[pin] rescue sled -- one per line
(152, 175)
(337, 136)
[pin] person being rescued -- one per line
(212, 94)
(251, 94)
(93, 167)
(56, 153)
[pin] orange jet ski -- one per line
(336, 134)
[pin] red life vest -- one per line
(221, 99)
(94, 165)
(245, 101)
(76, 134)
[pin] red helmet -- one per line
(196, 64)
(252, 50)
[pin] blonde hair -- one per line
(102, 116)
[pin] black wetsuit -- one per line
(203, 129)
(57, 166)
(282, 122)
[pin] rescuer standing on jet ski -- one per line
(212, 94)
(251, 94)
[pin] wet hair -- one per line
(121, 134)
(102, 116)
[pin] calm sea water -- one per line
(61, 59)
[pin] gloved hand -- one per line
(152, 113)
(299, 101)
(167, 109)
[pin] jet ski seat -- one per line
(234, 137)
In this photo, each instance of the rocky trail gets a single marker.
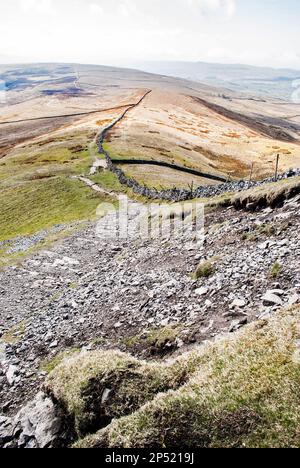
(138, 295)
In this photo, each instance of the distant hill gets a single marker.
(261, 81)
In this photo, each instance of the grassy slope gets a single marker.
(36, 191)
(242, 391)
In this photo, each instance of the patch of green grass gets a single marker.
(204, 270)
(98, 386)
(29, 207)
(275, 270)
(241, 391)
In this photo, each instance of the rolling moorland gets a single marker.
(146, 342)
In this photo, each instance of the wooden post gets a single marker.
(251, 171)
(277, 167)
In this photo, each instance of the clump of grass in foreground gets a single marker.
(99, 386)
(241, 391)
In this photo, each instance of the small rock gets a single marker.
(271, 299)
(237, 324)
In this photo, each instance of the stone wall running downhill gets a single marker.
(176, 194)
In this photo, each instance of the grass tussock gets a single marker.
(241, 391)
(99, 386)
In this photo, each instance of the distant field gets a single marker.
(60, 109)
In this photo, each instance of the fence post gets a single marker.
(277, 167)
(251, 171)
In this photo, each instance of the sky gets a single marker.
(120, 32)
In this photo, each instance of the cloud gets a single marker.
(95, 8)
(39, 6)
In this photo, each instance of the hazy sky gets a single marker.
(262, 32)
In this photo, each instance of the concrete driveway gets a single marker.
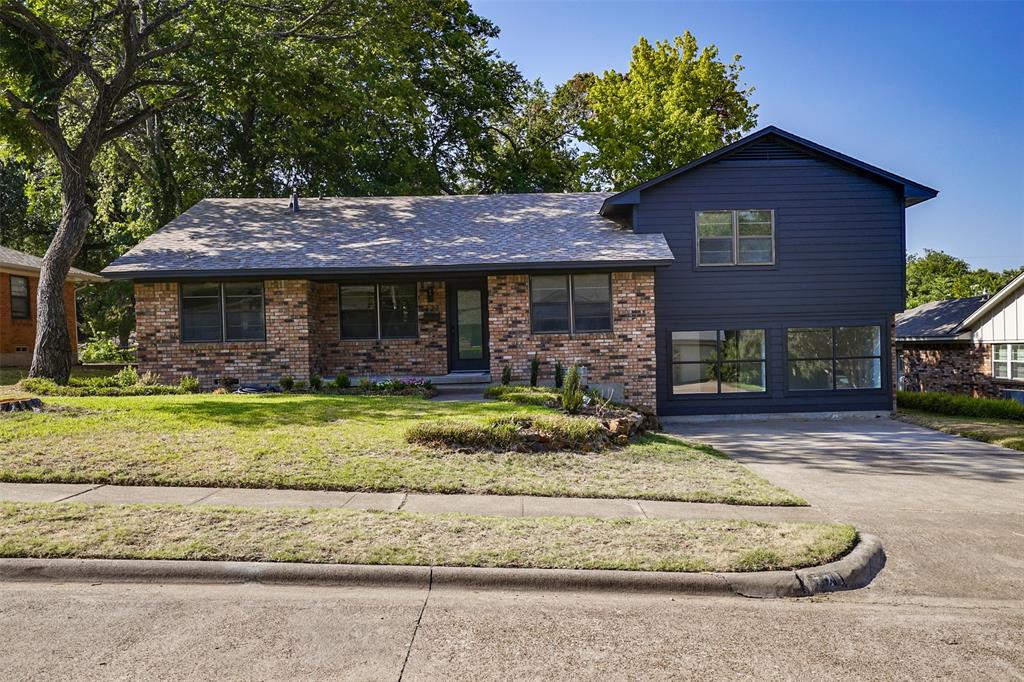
(949, 511)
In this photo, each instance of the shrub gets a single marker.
(188, 384)
(961, 406)
(572, 391)
(104, 349)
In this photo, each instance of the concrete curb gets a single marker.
(854, 570)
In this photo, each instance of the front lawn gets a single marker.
(997, 431)
(341, 442)
(337, 536)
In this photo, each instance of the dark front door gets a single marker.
(468, 326)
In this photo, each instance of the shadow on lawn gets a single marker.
(271, 411)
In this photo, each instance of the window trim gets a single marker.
(719, 394)
(883, 373)
(223, 313)
(28, 297)
(1009, 363)
(735, 239)
(571, 306)
(377, 302)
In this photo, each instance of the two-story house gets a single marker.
(762, 278)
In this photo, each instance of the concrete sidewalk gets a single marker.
(492, 505)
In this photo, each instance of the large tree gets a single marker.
(675, 103)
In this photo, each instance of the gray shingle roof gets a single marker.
(17, 260)
(389, 233)
(938, 320)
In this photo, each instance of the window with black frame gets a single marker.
(718, 361)
(835, 357)
(19, 308)
(570, 303)
(222, 311)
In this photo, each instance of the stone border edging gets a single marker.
(854, 570)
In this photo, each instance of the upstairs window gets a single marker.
(18, 297)
(1008, 360)
(834, 357)
(570, 303)
(378, 310)
(736, 238)
(222, 311)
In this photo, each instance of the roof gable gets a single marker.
(772, 143)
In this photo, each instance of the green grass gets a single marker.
(1009, 433)
(337, 536)
(341, 442)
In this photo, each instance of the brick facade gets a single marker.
(16, 335)
(426, 355)
(286, 350)
(950, 368)
(624, 356)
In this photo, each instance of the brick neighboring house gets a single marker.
(761, 278)
(18, 285)
(973, 346)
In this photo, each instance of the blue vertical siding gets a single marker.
(839, 260)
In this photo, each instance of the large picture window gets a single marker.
(18, 297)
(834, 357)
(222, 311)
(718, 361)
(1008, 360)
(378, 311)
(570, 303)
(736, 238)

● What the task asks: Write out all of the entries above line for line, without any alteration, and leave the pictures out of your reply.

● Exercise answer:
[pin] rescue sled -- one per line
(152, 175)
(337, 136)
[pin] person being rescued -- one per line
(212, 94)
(251, 94)
(93, 167)
(56, 153)
[pin] orange jet ski -- one per line
(336, 134)
[pin] red life vest -- one per line
(221, 99)
(94, 165)
(245, 101)
(76, 134)
[pin] red helmet -- one per line
(196, 64)
(252, 50)
[pin] blonde hair -- one per line
(102, 116)
[pin] black wetsuit -- one per line
(203, 129)
(57, 166)
(282, 122)
[pin] rescuer standing on jet ski -- one per line
(212, 94)
(251, 94)
[pin] wet hair -- one per line
(121, 134)
(102, 116)
[pin] calm sea water -- one per line
(61, 59)
[pin] gloved hand -- one per line
(152, 113)
(299, 101)
(167, 109)
[pin] jet ski seat -- one per line
(234, 137)
In this photo, each instance of the rocky trail gets a single marker.
(138, 295)
In this photo, each instance of the distant hill gets a single marker.
(261, 81)
In this photo, each instance of the grassy slope gets a single marker.
(36, 191)
(242, 391)
In this photo, each instance of the patch of green grass gets a single marker.
(204, 270)
(98, 386)
(29, 207)
(275, 270)
(241, 391)
In this photo, each instance of the rolling moorland gets a single marker.
(146, 342)
In this photo, each instance of the wooden post gets a single marker.
(251, 171)
(277, 167)
In this photo, each instance of the clump of grass in foreground gets a single marker.
(99, 386)
(241, 391)
In this photo, each instance of the small rock gets a single marker.
(271, 299)
(237, 324)
In this photo, each instance of the stone wall running downhill gets a single marker.
(176, 194)
In this photo, each instance of the grass tussock gets a single marker.
(241, 391)
(99, 386)
In this photo, each instance of the distant field gets a single marker.
(60, 109)
In this photo, each instance of the fence post gets a single marker.
(277, 167)
(251, 171)
In this photo, each instance of the sky gets a single marker.
(120, 32)
In this photo, each instance of the cloud gets a single marker.
(95, 8)
(39, 6)
In this photo, each instance of the hazy sky gets a single marker.
(262, 32)
In this photo, each instance of the concrete driveway gets a single marker.
(949, 511)
In this photo, each instance of the shrub gets a single marker.
(188, 384)
(961, 406)
(572, 391)
(104, 349)
In this photo, each instance of the concrete curb gets a single marker.
(854, 570)
In this photo, each instance of the front lawn gets a single marker.
(997, 431)
(341, 442)
(337, 536)
In this photo, each instance of the dark front door gets a single marker.
(468, 326)
In this photo, each instance of the shadow on lawn gets a single marker.
(271, 411)
In this photo, each instance of the window trim gets a single marker.
(719, 394)
(883, 373)
(223, 313)
(28, 297)
(1009, 363)
(735, 239)
(571, 306)
(377, 302)
In this photo, each instance of the two-story house gets a single marker.
(762, 278)
In this photo, each instance of the concrete sidewalk gets a single marker.
(492, 505)
In this photo, each instance of the large tree gets a single marker.
(675, 103)
In this photo, each instance of the gray shingle roof gets a single marker.
(17, 260)
(389, 233)
(938, 320)
In this photo, each instance of the window with black frame gets a single marker.
(718, 361)
(835, 357)
(19, 308)
(570, 303)
(222, 311)
In this photo, each instance of the stone border edging gets a single marker.
(854, 570)
In this photo, each instance of the upstairs window gets a single marker.
(18, 297)
(1008, 360)
(834, 357)
(570, 303)
(378, 310)
(736, 238)
(222, 311)
In this photo, each instance of the roof gable gets a single marker.
(772, 143)
In this photo, each instance of the green grass gets a single marker.
(1009, 433)
(337, 536)
(341, 442)
In this photo, each instance of the brick facade gets a single marker.
(16, 335)
(426, 355)
(286, 350)
(950, 368)
(624, 356)
In this photo, each instance of the brick neighboring house gets a single marker.
(761, 278)
(18, 285)
(973, 346)
In this photo, each instance of the blue vertical siding gets a single marker.
(839, 260)
In this photo, each instance of the large picture window gets a single marker.
(18, 297)
(834, 357)
(222, 311)
(718, 361)
(1008, 360)
(378, 311)
(570, 303)
(736, 238)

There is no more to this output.